● **Exercise data**:
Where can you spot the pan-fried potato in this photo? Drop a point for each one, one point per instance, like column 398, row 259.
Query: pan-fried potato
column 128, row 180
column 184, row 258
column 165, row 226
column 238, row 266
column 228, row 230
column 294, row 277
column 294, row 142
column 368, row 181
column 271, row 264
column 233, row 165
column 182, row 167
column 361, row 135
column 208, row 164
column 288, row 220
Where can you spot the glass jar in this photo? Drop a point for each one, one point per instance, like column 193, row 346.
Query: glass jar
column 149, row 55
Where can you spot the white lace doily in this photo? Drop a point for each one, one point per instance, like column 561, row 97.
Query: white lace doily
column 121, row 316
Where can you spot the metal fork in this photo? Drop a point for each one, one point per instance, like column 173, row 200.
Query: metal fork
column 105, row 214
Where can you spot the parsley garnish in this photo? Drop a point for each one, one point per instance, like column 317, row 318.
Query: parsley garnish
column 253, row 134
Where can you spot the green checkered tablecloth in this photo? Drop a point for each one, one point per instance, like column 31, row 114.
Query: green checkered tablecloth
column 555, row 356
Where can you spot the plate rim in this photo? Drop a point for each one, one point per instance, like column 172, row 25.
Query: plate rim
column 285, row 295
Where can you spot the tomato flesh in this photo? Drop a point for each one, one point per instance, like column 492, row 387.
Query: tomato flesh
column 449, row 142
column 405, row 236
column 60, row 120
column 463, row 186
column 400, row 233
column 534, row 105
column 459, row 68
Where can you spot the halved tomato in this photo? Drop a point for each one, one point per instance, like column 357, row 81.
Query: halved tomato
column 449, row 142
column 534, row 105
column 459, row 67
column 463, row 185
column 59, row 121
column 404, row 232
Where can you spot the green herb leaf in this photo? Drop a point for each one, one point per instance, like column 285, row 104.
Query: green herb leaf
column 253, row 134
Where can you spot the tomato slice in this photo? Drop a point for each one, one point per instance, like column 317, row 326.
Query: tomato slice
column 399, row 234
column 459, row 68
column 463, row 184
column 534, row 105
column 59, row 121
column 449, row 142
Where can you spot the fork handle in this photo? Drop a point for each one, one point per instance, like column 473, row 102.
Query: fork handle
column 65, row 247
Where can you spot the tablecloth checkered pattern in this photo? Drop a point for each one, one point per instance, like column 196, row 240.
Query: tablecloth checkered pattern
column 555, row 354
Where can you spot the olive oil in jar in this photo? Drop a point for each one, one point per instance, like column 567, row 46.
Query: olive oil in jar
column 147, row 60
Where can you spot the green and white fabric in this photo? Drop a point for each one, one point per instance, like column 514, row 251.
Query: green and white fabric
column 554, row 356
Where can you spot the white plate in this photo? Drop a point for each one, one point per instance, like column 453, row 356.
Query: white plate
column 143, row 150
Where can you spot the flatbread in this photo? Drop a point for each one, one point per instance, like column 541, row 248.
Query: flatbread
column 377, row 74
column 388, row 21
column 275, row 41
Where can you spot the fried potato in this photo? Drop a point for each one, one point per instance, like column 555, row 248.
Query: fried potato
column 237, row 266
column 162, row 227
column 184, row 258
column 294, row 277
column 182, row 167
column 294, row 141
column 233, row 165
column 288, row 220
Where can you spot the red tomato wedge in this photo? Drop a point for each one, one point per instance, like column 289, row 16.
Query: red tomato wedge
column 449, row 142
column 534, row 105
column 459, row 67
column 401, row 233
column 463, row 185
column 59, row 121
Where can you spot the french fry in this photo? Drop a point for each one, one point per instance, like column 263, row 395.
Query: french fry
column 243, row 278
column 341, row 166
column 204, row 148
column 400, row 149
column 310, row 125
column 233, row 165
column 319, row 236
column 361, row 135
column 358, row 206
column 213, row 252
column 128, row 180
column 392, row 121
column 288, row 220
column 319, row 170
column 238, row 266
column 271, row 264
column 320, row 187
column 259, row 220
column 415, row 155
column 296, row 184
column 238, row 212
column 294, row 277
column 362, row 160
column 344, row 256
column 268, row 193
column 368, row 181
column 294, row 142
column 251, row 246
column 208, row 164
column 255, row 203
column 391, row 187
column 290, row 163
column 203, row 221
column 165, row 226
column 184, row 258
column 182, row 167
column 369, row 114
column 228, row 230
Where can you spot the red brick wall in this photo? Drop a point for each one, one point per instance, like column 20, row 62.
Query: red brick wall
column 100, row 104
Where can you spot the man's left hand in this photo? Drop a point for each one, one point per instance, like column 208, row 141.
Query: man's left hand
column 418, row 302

● **Assignment**:
All of the material shown above should be written out exactly.

● **Solved problem**:
Where can you spot the pan-fried potato in this photo? Drop a point for each one, one point per instance, like column 398, row 259.
Query: pan-fried potato
column 128, row 180
column 184, row 258
column 165, row 226
column 238, row 266
column 228, row 230
column 294, row 277
column 294, row 142
column 368, row 181
column 271, row 264
column 233, row 165
column 182, row 167
column 361, row 135
column 208, row 164
column 288, row 220
Where can you spot the glass jar in this photo? Drop a point for each one, one point per instance, like column 193, row 346.
Query: glass jar
column 149, row 55
Where can you spot the white lace doily in this photo? Drop a point for each one, one point per instance, like column 561, row 97.
Query: white lace doily
column 121, row 316
Where can you spot the metal fork in this photo? Drop a point for each one, one point per instance, like column 173, row 200.
Query: metal fork
column 105, row 214
Where can you spot the parsley garnish in this photo? Drop a point for each one, one point per instance, like column 317, row 318.
Query: parsley garnish
column 253, row 134
Where can you spot the green checkered tablecloth in this photo? Drop a point for each one, one point per instance, like column 31, row 114.
Query: green checkered tablecloth
column 555, row 356
Where can you spot the plate rim in this photo? Drop a point for each one, one point per instance, like column 172, row 25.
Query: plate rim
column 285, row 295
Where can you spot the tomato flesh in this photo? Drop a point for each one, one point per instance, like column 492, row 387.
Query: tomato flesh
column 449, row 142
column 405, row 236
column 60, row 120
column 463, row 186
column 400, row 233
column 534, row 105
column 459, row 68
Where can you spot the halved tomato in this photo? Drop a point for each one, one point per instance, like column 357, row 81.
Query: halved tomato
column 449, row 142
column 534, row 105
column 459, row 67
column 463, row 185
column 59, row 121
column 404, row 232
Where can you spot the green herb leaf in this photo? Drop a point for each one, one point per instance, like column 285, row 104.
Query: green herb leaf
column 253, row 134
Where can you spot the tomato slice in this photo? Drop a point for each one, one point per instance, like column 317, row 326.
Query: tomato slice
column 399, row 234
column 459, row 68
column 463, row 184
column 534, row 105
column 59, row 121
column 449, row 142
Where can you spot the fork handle in this photo? Drop a point for each one, one point per instance, like column 473, row 102.
Query: fork handle
column 65, row 247
Where can you spot the tablecloth checkered pattern in this photo? Drop a point for each one, one point per instance, like column 196, row 240.
Query: tablecloth checkered pattern
column 555, row 354
Where can you spot the olive oil in jar in this photo? Drop a point for each one, one point per instance, like column 567, row 46.
Query: olive oil in jar
column 147, row 60
Where can you spot the green and white fabric in this photo? Drop a point for each one, one point per instance, like column 514, row 251.
Query: green and white fabric
column 554, row 356
Where can you spot the white plate in this photo? Drop a point for each one, one point per instance, like column 453, row 356.
Query: white plate
column 143, row 150
Where can you spot the flatbread in this photo? Drop a point for each one, one point per instance, like column 541, row 248.
Query: flatbread
column 377, row 74
column 388, row 21
column 275, row 41
Where can you spot the fried potato in this photo? Drop a point for each one, one point per instance, like column 555, row 248.
Query: fried potato
column 237, row 266
column 162, row 227
column 184, row 258
column 294, row 277
column 182, row 167
column 294, row 141
column 233, row 165
column 288, row 220
Where can you spot the red tomato wedge in this photo? Drop a point for each one, one point per instance, like column 289, row 16.
Query: red tomato wedge
column 449, row 142
column 534, row 105
column 459, row 67
column 401, row 233
column 463, row 185
column 59, row 121
Where can you spot the french fry in this photo? Drop a point for each one, one point per instance, like column 263, row 395.
Query: french fry
column 243, row 278
column 341, row 166
column 204, row 148
column 400, row 149
column 310, row 125
column 233, row 165
column 319, row 236
column 361, row 135
column 358, row 206
column 213, row 252
column 128, row 180
column 392, row 121
column 288, row 220
column 319, row 170
column 238, row 266
column 271, row 264
column 320, row 187
column 259, row 220
column 415, row 155
column 296, row 184
column 238, row 212
column 294, row 277
column 362, row 160
column 344, row 256
column 268, row 193
column 368, row 181
column 294, row 142
column 251, row 246
column 208, row 164
column 255, row 203
column 391, row 187
column 290, row 163
column 203, row 221
column 165, row 226
column 184, row 258
column 182, row 167
column 369, row 114
column 228, row 230
Where can you spot the red brick wall in this photo? Drop a point for each one, one point per instance, like column 20, row 62.
Query: red brick wall
column 100, row 104
Where can you spot the man's left hand in this photo? Drop a point for each one, one point per instance, like column 208, row 141.
Query: man's left hand
column 418, row 302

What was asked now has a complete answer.